### INSTRUÇÃO
No trecho sobre a bancada ruralista, quantos deputados e quantos senadores formam essa bancada?

### TRECHO ESCOLHIDO

PICICA: "Quase todos os parlamentares da bancada ruralista tiveram suas campanhas financiadas por empresas de capital estrangeiro como Monsanto, Cargill e Syngente, além da indústria de armas e frigorífico, conforme dados da Transparência Brasil. Afinal, é disso que eles vivem, dessa promiscuidade com o capital estrangeiro, sem o qual não poderiam exportar e comprar produtos.
Querem agora liberar as terras indígenas para grandes empresas
brasileiras e estrangeiras plantarem monoculturas com agrotóxicos,
construir barragens no rios e extrair minérios para a exportação.
No entanto, os ruralistas não podem confessar aos eleitores que
seu objetivo é o lucro, apenas o lucro, nada mais que o lucro. Inventam,
então, que estão defendendo "os interesses nacionais" e classificam
como "anti-Brasil" os que não concordam com eles. Essa é uma velha
tática, usada no século XIX, quando o agronegócio da época acusava os
que defendiam a abolição dos escravos de representarem interesses
estrangeiros. Trata-se de ganhar para uma causa indefensável os
brasileiros crédulos que amam sua Pátria. Aí exploram o nacionalismo e
apostam na desinformação."
José Ribamar Bessa Freire
06/10/2013 - Diário do Amazonas
No momento em que a Constituição Federal comemora 25 anos de existência, se ouve o mugido das vacas, o relincho dos cavalos e o trote das mulas que invadem o plenário do Congresso Nacional e se misturam ao zumbido estridente da moto serra. É possível sentir o bufo agressivo que sai em jatos de ar
pelas narinas de parlamentares. Essa é a voz da bancada ruralista
formada por 214 deputados e 14 senadores, que querem anular os direitos
constitucionais dos índios. Seus "argumentos" são relinchos, bater de
cascos, coices no ar e, por isso, não conseguem convencer os
brasileiros.

### SEÇÃO DE DADOS
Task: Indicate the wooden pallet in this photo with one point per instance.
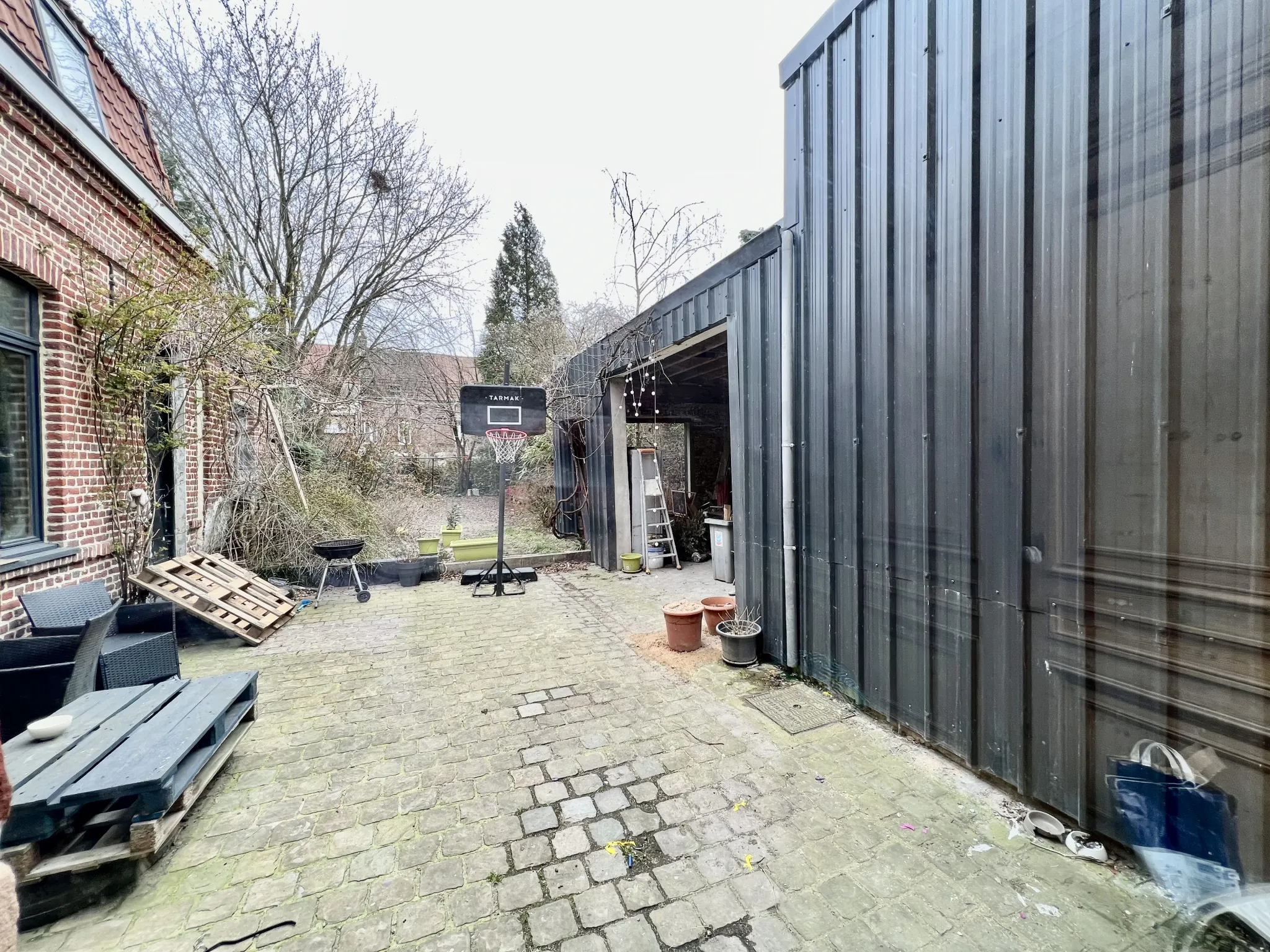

### RESPOSTA DO EXERCÍCIO
214 deputados e 14 senadores.